▸ **Excerpts from location labeling data**

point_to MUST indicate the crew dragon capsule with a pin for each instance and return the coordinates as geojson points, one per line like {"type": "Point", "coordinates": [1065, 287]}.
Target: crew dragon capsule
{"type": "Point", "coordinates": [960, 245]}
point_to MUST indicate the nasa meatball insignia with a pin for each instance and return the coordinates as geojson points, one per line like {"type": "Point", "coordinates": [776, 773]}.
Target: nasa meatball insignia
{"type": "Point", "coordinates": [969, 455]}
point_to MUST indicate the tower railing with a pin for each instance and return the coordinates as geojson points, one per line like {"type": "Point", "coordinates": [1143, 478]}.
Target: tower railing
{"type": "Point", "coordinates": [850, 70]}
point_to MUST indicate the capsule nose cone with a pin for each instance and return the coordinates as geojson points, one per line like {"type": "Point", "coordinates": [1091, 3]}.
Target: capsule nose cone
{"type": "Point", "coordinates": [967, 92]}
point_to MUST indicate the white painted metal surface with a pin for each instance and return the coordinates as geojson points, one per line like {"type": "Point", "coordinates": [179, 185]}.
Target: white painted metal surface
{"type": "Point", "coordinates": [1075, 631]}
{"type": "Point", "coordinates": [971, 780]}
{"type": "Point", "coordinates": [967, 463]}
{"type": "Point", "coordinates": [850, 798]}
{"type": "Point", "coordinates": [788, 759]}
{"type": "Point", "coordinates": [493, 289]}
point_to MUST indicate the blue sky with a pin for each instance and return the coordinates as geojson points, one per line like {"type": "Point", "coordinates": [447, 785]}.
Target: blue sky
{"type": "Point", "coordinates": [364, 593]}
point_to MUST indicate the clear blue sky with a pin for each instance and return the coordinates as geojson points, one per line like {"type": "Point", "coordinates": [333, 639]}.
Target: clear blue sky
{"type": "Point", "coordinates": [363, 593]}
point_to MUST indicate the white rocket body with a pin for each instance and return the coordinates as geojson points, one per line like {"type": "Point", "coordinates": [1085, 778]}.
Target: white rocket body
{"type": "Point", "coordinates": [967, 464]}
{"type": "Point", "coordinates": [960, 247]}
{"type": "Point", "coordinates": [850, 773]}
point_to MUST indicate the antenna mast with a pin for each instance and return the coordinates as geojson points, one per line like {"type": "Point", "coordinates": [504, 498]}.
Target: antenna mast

▸ **Your task**
Reproduce all of the material above word for word, with every line and character unchanged.

▸ **Answer to this task**
point_to MUST indicate the crew dragon capsule with a pin for each instance and return the coordinates as geojson points, one per line like {"type": "Point", "coordinates": [1065, 287]}.
Target: crew dragon capsule
{"type": "Point", "coordinates": [960, 245]}
point_to MUST indicate the nasa meatball insignia with a pin for each instance and return the coordinates as geojson points, one per line like {"type": "Point", "coordinates": [776, 773]}.
Target: nasa meatball insignia
{"type": "Point", "coordinates": [969, 455]}
point_to MUST indicate the tower railing with a pin for each instance and return the coordinates as geojson points, one per line like {"type": "Point", "coordinates": [1143, 478]}.
Target: tower railing
{"type": "Point", "coordinates": [850, 70]}
point_to MUST indicate the capsule nose cone with a pin for each instance and return the coordinates as geojson points, one per line like {"type": "Point", "coordinates": [1091, 3]}.
Target: capsule nose cone
{"type": "Point", "coordinates": [967, 92]}
point_to MUST indicate the white painted metal surface with a pin for each instance and return the coordinates as geojson points, one per line like {"type": "Point", "coordinates": [179, 185]}.
Target: white painted metal surface
{"type": "Point", "coordinates": [1075, 631]}
{"type": "Point", "coordinates": [971, 780]}
{"type": "Point", "coordinates": [967, 463]}
{"type": "Point", "coordinates": [850, 798]}
{"type": "Point", "coordinates": [788, 759]}
{"type": "Point", "coordinates": [493, 289]}
point_to MUST indicate the blue sky with a pin for each instance and return the coordinates as geojson points, one per line like {"type": "Point", "coordinates": [447, 785]}.
Target: blue sky
{"type": "Point", "coordinates": [364, 593]}
point_to MUST indicate the clear blue sky with a pin for each instance and return the coordinates as geojson points, one per line like {"type": "Point", "coordinates": [333, 639]}.
Target: clear blue sky
{"type": "Point", "coordinates": [363, 593]}
point_to MUST indicate the white rocket body with a pin for each instance and return the coordinates as geojson points, one per line like {"type": "Point", "coordinates": [1085, 778]}.
Target: white rocket body
{"type": "Point", "coordinates": [967, 464]}
{"type": "Point", "coordinates": [960, 247]}
{"type": "Point", "coordinates": [850, 773]}
point_to MUST indicate the antenna mast with a pin for each instance and return the coordinates as geojson points, one per line like {"type": "Point", "coordinates": [504, 498]}.
Target: antenna mast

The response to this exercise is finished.